___ LISTED ENTRIES

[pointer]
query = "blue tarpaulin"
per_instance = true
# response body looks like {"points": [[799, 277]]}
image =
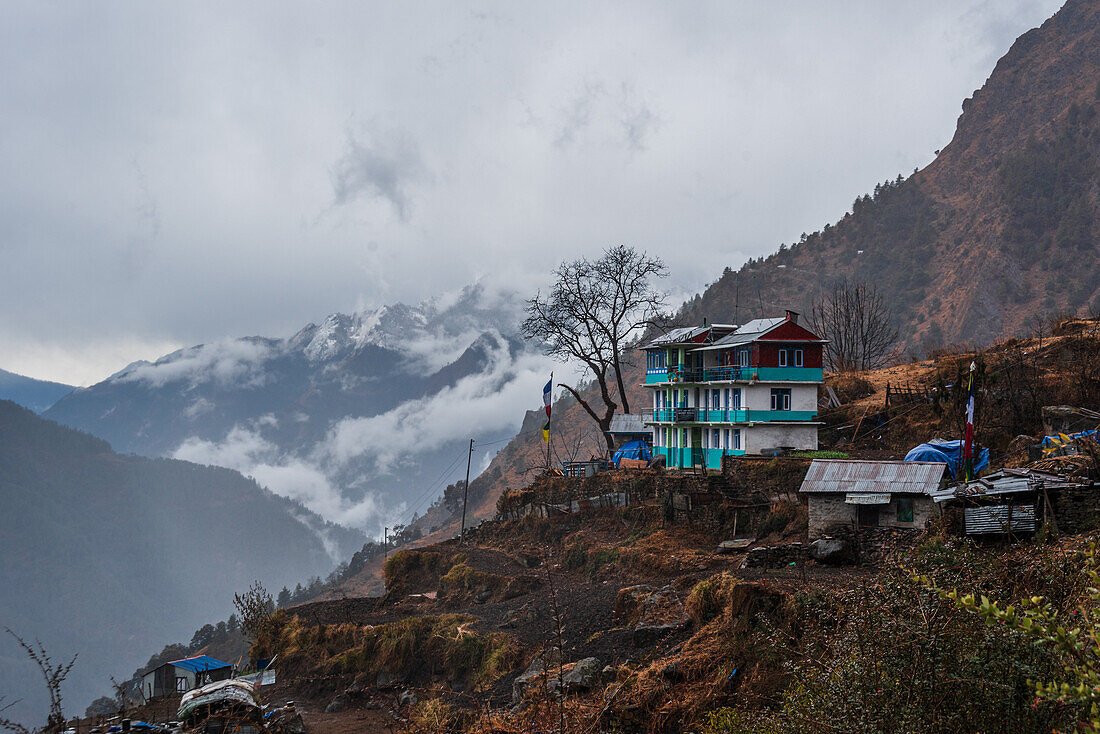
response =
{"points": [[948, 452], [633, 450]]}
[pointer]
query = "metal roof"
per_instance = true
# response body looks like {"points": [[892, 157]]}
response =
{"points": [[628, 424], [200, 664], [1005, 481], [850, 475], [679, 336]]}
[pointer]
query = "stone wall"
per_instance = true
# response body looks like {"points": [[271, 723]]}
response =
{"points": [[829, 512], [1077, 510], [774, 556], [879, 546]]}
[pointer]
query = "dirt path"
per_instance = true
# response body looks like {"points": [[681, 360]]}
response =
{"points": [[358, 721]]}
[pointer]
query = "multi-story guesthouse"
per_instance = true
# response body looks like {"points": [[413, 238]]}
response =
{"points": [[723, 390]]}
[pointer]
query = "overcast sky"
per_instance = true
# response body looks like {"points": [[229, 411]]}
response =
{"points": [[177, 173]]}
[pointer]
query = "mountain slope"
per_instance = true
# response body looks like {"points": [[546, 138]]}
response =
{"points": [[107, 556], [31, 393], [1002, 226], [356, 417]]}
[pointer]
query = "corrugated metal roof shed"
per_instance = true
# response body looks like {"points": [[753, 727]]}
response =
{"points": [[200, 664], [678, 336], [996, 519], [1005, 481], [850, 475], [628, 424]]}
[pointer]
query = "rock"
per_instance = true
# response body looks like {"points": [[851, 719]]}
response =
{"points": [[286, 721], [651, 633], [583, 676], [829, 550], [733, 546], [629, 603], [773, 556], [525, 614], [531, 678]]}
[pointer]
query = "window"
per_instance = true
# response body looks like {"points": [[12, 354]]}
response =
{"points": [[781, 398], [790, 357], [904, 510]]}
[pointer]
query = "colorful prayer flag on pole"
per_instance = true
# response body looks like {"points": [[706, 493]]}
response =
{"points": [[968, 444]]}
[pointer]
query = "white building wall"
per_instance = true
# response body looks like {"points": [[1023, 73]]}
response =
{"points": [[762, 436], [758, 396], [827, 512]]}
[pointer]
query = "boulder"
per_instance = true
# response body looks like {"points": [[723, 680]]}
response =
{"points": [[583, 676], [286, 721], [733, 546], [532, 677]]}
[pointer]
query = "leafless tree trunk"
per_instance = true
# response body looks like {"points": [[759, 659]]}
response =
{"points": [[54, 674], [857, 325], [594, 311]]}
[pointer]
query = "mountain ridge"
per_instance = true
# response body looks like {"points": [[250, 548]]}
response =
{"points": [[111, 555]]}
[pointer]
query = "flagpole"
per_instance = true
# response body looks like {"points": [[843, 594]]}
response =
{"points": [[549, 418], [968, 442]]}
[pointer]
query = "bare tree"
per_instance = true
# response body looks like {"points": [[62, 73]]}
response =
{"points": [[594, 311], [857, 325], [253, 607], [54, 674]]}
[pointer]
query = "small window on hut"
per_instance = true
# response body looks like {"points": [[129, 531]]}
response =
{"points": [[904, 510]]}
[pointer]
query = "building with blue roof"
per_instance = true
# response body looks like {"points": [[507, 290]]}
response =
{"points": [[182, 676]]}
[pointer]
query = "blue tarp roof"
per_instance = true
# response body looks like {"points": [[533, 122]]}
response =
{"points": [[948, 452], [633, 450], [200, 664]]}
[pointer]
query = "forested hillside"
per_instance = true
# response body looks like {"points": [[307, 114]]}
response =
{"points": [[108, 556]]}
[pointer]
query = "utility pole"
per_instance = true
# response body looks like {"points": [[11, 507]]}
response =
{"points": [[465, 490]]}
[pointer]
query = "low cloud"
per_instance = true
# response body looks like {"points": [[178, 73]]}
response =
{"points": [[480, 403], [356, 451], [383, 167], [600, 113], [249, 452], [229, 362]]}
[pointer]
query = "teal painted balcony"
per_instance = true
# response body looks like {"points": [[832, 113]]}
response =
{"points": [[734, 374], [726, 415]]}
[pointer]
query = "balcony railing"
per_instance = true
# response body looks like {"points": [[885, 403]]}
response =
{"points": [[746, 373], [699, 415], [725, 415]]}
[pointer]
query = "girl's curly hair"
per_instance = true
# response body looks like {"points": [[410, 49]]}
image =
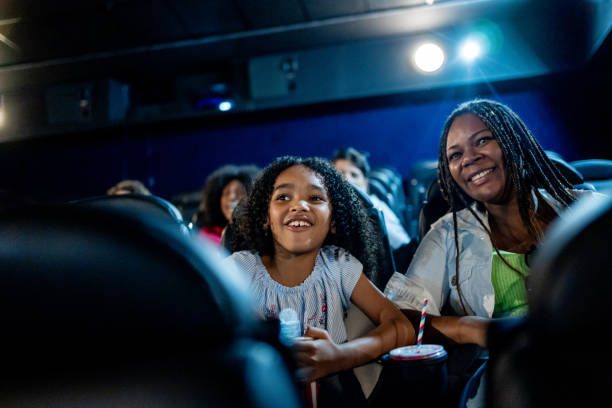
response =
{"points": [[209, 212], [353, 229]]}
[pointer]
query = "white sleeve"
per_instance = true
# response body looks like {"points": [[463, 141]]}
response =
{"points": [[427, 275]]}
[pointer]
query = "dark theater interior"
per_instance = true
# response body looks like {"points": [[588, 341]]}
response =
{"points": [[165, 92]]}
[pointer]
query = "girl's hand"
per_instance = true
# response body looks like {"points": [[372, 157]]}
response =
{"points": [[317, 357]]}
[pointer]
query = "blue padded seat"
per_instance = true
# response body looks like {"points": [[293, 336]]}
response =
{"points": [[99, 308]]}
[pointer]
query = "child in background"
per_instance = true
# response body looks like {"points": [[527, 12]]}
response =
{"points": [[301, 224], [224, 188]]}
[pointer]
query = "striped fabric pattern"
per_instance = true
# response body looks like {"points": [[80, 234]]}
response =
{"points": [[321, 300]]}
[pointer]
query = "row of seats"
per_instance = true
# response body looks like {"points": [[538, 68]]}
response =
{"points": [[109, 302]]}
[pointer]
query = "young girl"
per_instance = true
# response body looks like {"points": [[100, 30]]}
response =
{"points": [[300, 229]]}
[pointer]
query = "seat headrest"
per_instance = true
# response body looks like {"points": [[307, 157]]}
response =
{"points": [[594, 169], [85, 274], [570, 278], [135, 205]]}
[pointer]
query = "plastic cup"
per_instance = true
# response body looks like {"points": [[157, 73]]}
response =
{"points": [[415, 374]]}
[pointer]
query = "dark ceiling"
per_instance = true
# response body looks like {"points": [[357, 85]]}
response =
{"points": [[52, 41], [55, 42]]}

______

▶ _EXERCISE REQUIREMENTS_:
Without the pictures, write out the whole listing above exactly as it appears.

▶ _OUTPUT FOR THIS EXERCISE_:
[pointer]
query = "blue tarpaulin"
per_instance = true
# response body looks like {"points": [[799, 277]]}
image =
response =
{"points": [[948, 452], [633, 450]]}
[pointer]
query = "metal roof"
per_instance = true
# response body looks like {"points": [[892, 157]]}
response =
{"points": [[628, 424], [200, 664], [1005, 481], [850, 475], [679, 336]]}
[pointer]
query = "stone wall"
per_instance = true
# response body looks like {"points": [[271, 723]]}
response =
{"points": [[829, 512], [1077, 510], [774, 556], [879, 546]]}
[pointer]
query = "dirt path"
per_instance = true
# response body looks like {"points": [[681, 360]]}
response =
{"points": [[358, 721]]}
[pointer]
query = "multi-story guesthouse"
per_instance = true
# response body looks like {"points": [[413, 238]]}
response =
{"points": [[723, 390]]}
[pointer]
query = "overcast sky"
per_instance = true
# response body looks like {"points": [[229, 411]]}
response =
{"points": [[177, 173]]}
[pointer]
query = "mountain slope"
per_instance = true
# response body looks like {"points": [[546, 138]]}
response =
{"points": [[107, 556], [31, 393], [1002, 226], [356, 417]]}
[pointer]
query = "corrugated metal roof shed"
per_instance = true
# response body looks like {"points": [[753, 727]]}
response =
{"points": [[200, 664], [678, 336], [996, 519], [1005, 481], [850, 475], [628, 424]]}
[pointer]
query = "rock"
per_instance = true
# response body looks like {"points": [[851, 719]]}
response =
{"points": [[286, 721], [651, 633], [583, 676], [829, 550], [733, 546], [629, 603], [773, 556], [525, 614], [531, 678]]}
[pointer]
query = "window"
per_instance = true
# response body looks like {"points": [[12, 354]]}
response =
{"points": [[781, 398], [790, 357], [904, 510]]}
[pointer]
query = "colorful prayer flag on pole"
per_instance = true
# response body looks like {"points": [[706, 493]]}
response =
{"points": [[968, 444]]}
[pointer]
query = "white building wall"
per_instance = true
# response body looks like {"points": [[1023, 73]]}
response =
{"points": [[762, 436], [758, 396], [827, 512]]}
[pointer]
query = "boulder"
per_instance = true
# response body looks like {"points": [[723, 680]]}
response =
{"points": [[583, 676], [286, 721], [733, 546], [532, 677]]}
[pointer]
query = "leafless tree trunk"
per_instance = true
# response body looks like {"points": [[759, 659]]}
response =
{"points": [[54, 674], [857, 325], [594, 311]]}
[pointer]
query = "mountain ridge"
per_instance = true
# response body looks like {"points": [[250, 548]]}
response =
{"points": [[111, 555]]}
[pointer]
query = "flagpole"
per_instance = true
# response body looks like {"points": [[843, 594]]}
response =
{"points": [[549, 418], [968, 442]]}
[pointer]
query = "bare tree"
per_instance = true
# response body looks like {"points": [[62, 73]]}
response =
{"points": [[594, 311], [857, 325], [253, 607], [54, 674]]}
[pointer]
query = "small window on hut"
per_instance = true
# response body looks like {"points": [[129, 531]]}
response =
{"points": [[904, 510]]}
[pointer]
query = "building with blue roof"
per_instance = true
# response body looks like {"points": [[507, 290]]}
response =
{"points": [[182, 676]]}
[pointer]
query = "blue tarp roof"
per_instance = true
# response body looks like {"points": [[533, 122]]}
response =
{"points": [[948, 452], [633, 450], [200, 664]]}
[pointer]
query = "forested hillside"
per_instance = true
# response body looks like {"points": [[307, 114]]}
response =
{"points": [[108, 556]]}
[pointer]
query = "utility pole"
per_instance = true
# response body looks like {"points": [[11, 507]]}
response =
{"points": [[465, 490]]}
[pointer]
query = "low cloud"
per_instance = true
# response body looks like {"points": [[178, 73]]}
response =
{"points": [[480, 403], [356, 451], [383, 167], [600, 113], [249, 452], [229, 362]]}
[pointer]
query = "teal painted balcony"
per_instance = true
# response body looks like {"points": [[832, 113]]}
response =
{"points": [[734, 374], [726, 415]]}
[pointer]
query = "balcony railing"
per_instance = true
# response body looks like {"points": [[885, 403]]}
response =
{"points": [[746, 373], [699, 415], [725, 415]]}
[pointer]
query = "girl's curly hair"
per_instance = true
# response body looks like {"points": [[410, 49]]}
image =
response =
{"points": [[209, 212], [353, 229]]}
[pointer]
query = "white sleeve"
per_instance = true
# response body looks like {"points": [[463, 141]]}
response =
{"points": [[427, 275]]}
[pointer]
query = "dark theater interior"
per_instance = true
# response body looks like {"points": [[588, 341]]}
response =
{"points": [[165, 92]]}
[pointer]
query = "girl's hand"
per_instance = true
# response body looks like {"points": [[372, 157]]}
response =
{"points": [[317, 357]]}
[pointer]
query = "blue padded seat"
per_instance = true
# response body looks like {"points": [[293, 336]]}
response =
{"points": [[99, 308]]}
[pointer]
query = "child in background"
per_instance = true
# response body looks like {"points": [[527, 12]]}
response =
{"points": [[301, 224], [224, 188]]}
[pointer]
query = "striped fabric pattern"
per_instance = true
# response body looks like {"points": [[80, 234]]}
response =
{"points": [[321, 300]]}
[pointer]
query = "row of seats"
per_instance = true
# response body looks like {"points": [[538, 68]]}
response =
{"points": [[109, 302]]}
[pointer]
query = "young girl"
per_instance = true
# response body looks like {"points": [[100, 30]]}
response =
{"points": [[300, 229]]}
[pointer]
query = "seat headrest"
per_instance = true
# response body looks like {"points": [[307, 157]]}
response =
{"points": [[594, 169], [85, 274], [570, 278], [135, 205]]}
[pointer]
query = "plastic cup"
per_instance = true
# response body looks like {"points": [[157, 73]]}
response =
{"points": [[415, 374]]}
[pointer]
query = "dark ceiling"
per_instance = true
# response body looks like {"points": [[357, 85]]}
response =
{"points": [[52, 41], [55, 42]]}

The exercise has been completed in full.